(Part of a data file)
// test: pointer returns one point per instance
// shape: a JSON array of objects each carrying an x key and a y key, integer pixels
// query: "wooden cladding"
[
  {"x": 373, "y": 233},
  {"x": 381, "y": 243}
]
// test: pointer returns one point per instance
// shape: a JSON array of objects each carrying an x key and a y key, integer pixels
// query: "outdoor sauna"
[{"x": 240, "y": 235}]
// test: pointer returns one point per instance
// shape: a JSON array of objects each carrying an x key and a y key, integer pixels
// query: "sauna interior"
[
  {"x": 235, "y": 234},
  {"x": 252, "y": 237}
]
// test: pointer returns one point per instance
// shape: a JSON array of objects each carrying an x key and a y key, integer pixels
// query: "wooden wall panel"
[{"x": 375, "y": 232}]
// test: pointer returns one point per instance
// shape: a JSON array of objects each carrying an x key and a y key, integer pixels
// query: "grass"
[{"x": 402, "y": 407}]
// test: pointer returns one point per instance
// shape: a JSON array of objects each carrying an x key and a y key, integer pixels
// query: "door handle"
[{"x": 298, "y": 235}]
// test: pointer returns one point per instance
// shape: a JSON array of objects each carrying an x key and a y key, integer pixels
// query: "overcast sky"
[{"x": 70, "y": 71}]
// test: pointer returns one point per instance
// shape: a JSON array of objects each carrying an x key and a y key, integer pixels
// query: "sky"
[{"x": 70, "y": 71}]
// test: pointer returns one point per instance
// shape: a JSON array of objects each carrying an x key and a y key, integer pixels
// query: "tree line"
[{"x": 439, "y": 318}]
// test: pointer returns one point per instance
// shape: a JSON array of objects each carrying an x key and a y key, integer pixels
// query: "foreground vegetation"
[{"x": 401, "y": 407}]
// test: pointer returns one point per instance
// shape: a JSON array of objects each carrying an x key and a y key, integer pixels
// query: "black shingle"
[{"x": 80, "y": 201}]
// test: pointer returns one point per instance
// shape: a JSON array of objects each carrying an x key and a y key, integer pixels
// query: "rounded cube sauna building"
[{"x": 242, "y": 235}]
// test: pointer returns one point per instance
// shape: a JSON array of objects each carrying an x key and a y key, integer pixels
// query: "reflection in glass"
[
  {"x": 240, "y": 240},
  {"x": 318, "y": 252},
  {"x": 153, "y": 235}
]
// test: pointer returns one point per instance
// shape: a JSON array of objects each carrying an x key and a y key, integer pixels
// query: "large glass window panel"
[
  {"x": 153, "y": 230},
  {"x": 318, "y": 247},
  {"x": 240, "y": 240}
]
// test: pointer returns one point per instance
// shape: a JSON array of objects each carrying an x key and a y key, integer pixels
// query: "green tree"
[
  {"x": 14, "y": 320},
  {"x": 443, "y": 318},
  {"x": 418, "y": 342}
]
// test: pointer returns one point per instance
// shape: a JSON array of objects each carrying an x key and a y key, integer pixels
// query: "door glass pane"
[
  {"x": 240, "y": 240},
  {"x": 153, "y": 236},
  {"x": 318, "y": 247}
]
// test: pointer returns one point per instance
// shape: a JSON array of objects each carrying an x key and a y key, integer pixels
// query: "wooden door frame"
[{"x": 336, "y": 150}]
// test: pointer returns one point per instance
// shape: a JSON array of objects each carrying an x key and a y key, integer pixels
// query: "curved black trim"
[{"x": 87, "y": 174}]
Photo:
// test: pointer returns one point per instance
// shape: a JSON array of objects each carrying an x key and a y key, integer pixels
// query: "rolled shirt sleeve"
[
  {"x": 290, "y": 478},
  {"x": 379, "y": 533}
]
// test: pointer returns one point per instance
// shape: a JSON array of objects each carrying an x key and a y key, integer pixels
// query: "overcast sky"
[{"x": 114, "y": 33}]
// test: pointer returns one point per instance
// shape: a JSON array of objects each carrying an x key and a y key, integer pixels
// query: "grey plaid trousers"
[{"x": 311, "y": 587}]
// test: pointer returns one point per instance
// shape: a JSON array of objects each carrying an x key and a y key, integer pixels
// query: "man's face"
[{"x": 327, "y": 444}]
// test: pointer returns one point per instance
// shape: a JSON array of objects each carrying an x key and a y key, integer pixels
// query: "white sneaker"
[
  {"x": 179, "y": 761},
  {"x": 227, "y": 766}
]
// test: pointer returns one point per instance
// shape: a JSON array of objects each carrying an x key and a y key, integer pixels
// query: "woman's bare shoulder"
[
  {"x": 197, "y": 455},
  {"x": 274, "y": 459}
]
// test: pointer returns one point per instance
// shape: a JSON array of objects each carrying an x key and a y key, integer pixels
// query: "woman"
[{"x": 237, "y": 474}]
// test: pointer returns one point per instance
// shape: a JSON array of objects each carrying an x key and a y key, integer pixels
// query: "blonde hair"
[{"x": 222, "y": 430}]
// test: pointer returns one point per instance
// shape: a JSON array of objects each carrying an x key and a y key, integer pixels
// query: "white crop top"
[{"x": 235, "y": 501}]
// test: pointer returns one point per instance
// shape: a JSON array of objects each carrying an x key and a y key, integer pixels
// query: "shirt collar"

### What the exercise asks:
In full and verbatim, repeat the records given above.

### The response:
// test: pointer returns one point per instance
// shape: a JSON array of objects each carrying an x key and a y key, integer pixels
// query: "wooden cladding"
[
  {"x": 373, "y": 233},
  {"x": 381, "y": 243}
]
// test: pointer returns one point per instance
// shape: a JSON array of objects each carrying an x key and a y key, integer pixels
// query: "outdoor sauna"
[{"x": 240, "y": 235}]
// test: pointer returns one point per instance
// shape: a JSON array of objects each carrying an x key and a y key, integer pixels
// query: "sauna interior"
[
  {"x": 235, "y": 234},
  {"x": 252, "y": 237}
]
// test: pointer returns one point per instance
// shape: a JSON array of objects each carrying an x key and a y key, integer pixels
// query: "wooden wall panel"
[{"x": 375, "y": 232}]
// test: pointer returns one point per instance
// shape: a JSON array of objects each carrying an x key and a y key, integer pixels
// query: "grass"
[{"x": 402, "y": 407}]
// test: pointer returns one point per instance
// shape: a JSON array of objects each carrying an x key and a y key, integer pixels
// query: "door handle"
[{"x": 298, "y": 235}]
// test: pointer returns one point per instance
// shape: a JSON array of objects each carrying an x key and a y key, integer pixels
// query: "overcast sky"
[{"x": 70, "y": 71}]
// test: pointer returns one point per instance
// shape: a JSON array of objects each carrying an x key and a y key, integer pixels
// query: "sky"
[{"x": 70, "y": 71}]
// test: pointer returns one point per instance
// shape: a JSON array of objects each carrying an x key and a y key, integer pixels
// query: "tree line"
[{"x": 439, "y": 318}]
// test: pointer returns one point per instance
// shape: a JSON array of objects each carrying an x key and a y key, integer pixels
// query: "foreground vegetation"
[{"x": 401, "y": 407}]
// test: pointer returns one point per instance
// shape: a JSON array of objects each carrying an x key and a y key, integer pixels
// query: "black shingle"
[{"x": 80, "y": 201}]
// test: pointer returns one point per instance
// shape: a JSON array of objects each carrying an x key and a y key, integer pixels
// query: "rounded cube sauna building"
[{"x": 242, "y": 235}]
// test: pointer returns one point per instance
// shape: a JSON array of objects each carrying an x key and a y key, integer pixels
// query: "reflection in glass"
[
  {"x": 240, "y": 240},
  {"x": 318, "y": 252},
  {"x": 153, "y": 235}
]
// test: pointer returns one point per instance
// shape: a JSON array of objects each carrying an x key and a y key, integer pixels
// query: "large glass window panel"
[
  {"x": 153, "y": 230},
  {"x": 318, "y": 247},
  {"x": 240, "y": 240}
]
// test: pointer returns one point per instance
// shape: a JSON array of objects each carrying an x key and a y key, integer pixels
// query: "green tree"
[
  {"x": 14, "y": 320},
  {"x": 443, "y": 318},
  {"x": 418, "y": 342}
]
// test: pointer returns one point per instance
// shape: a JSON array of objects each carrying an x key and a y key, integer pixels
// query: "door glass pane"
[
  {"x": 240, "y": 240},
  {"x": 153, "y": 236},
  {"x": 318, "y": 247}
]
// test: pointer returns one point per instance
// shape: a JSON array of objects each carrying an x key and a y key, integer pixels
// query: "wooden door frame"
[{"x": 336, "y": 150}]
// test: pointer returns one point per instance
// shape: a JSON array of objects each carrying an x key and a y key, integer pixels
// query: "curved black trim"
[{"x": 87, "y": 174}]
Photo:
// test: pointer returns one point per instance
// shape: a JSON array of objects each carrying an x key and a y key, integer pixels
// query: "rolled shirt sleeve"
[
  {"x": 290, "y": 478},
  {"x": 379, "y": 533}
]
// test: pointer returns one point per instance
// shape: a JSON array of objects each carrying an x key and a y key, integer pixels
// query: "overcast sky"
[{"x": 114, "y": 33}]
// test: pointer returns one point per instance
// shape: a JSON array of objects each carrying an x key and a y key, integer pixels
// query: "grey plaid trousers"
[{"x": 311, "y": 587}]
// test: pointer returns one point per instance
// shape: a JSON array of objects each carrying an x key and a y key, integer pixels
// query: "man's face"
[{"x": 327, "y": 444}]
// test: pointer returns one point per instance
// shape: a JSON array of objects each carrying an x key and a y key, integer pixels
// query: "white sneaker"
[
  {"x": 179, "y": 761},
  {"x": 227, "y": 766}
]
// test: pointer returns one point per instance
// shape: a JSON array of objects each carrying an x key and a y key, integer pixels
// query: "woman's bare shoulder"
[
  {"x": 197, "y": 455},
  {"x": 274, "y": 459}
]
// test: pointer returns one point per instance
// shape: a JSON array of objects each carrying an x key and a y key, integer pixels
// query: "woman"
[{"x": 237, "y": 474}]
// test: pointer returns one point per instance
// shape: a JSON array of objects each carrying an x key and a y key, integer pixels
// query: "blonde hair"
[{"x": 222, "y": 430}]
// test: pointer returns one point per instance
// shape: a JSON array of objects each carrying an x key and a y key, integer pixels
// query: "white crop top"
[{"x": 235, "y": 501}]
// test: pointer returns one point per instance
// shape: a JSON array of objects each carrying an x key and a y key, integer pixels
// query: "shirt collar"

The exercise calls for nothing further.